### Work instructions
Repeat the lines below word for word.

### Provided information
----------

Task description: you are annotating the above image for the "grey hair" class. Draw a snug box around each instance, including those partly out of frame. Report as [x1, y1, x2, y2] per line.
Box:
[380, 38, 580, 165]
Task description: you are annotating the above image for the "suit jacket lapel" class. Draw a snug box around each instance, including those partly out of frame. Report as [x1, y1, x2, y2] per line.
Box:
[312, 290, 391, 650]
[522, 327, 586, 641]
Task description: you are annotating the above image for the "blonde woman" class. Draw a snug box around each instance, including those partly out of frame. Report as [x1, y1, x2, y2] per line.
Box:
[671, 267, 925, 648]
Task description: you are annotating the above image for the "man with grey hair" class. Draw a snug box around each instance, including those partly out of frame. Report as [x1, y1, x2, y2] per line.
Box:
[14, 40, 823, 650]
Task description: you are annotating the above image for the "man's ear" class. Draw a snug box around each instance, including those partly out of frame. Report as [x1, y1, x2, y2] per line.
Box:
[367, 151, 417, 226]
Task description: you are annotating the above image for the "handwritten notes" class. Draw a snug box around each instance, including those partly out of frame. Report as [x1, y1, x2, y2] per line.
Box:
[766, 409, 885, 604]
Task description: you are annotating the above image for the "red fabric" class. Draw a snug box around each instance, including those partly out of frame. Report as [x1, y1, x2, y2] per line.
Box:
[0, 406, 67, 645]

----------

### Task output
Task description: you are annotating the above image for the "grey hair" class. Draw a snug box around each instance, including those partly out of frame. Report as [x1, y1, x2, y2] per line.
Box:
[380, 38, 580, 165]
Task description: you are annotating the above image for the "suit jacket lapel" class. Draw a snug box around each instance, including those partly out of frame. Report as [x1, y1, x2, y2] per line.
Box:
[312, 290, 391, 650]
[522, 327, 586, 641]
Task description: you are annotating the above image for the "blonde woman" class. Draw a snug box around each instance, including those partly out of frame. Report as [x1, y1, x2, y2] per line.
Box:
[671, 267, 925, 648]
Task description: you are annotating the above image for the "man with grey hair" class. Draw a snug box around each instance, including those partly out of frame. Report as [x1, y1, x2, y2] per line.
Box:
[14, 40, 823, 650]
Task description: you are annotating the above image for the "man's ear" class. Draw a snug box around each instance, including those partly out of frame. Report as [x1, y1, x2, y2] per line.
Box:
[367, 151, 417, 226]
Task description: you are annotating the above image for the "handwritten notes" class. Draw a snug box around each instance, including those partly out of frame. Report as [x1, y1, x2, y2] per line.
Box:
[766, 409, 885, 604]
Task description: you are annotating the above image for the "red fabric" class. Draw a snug box around each instance, including those partly out of frame. Report as [x1, y1, x2, y2] per line.
Box:
[0, 406, 67, 645]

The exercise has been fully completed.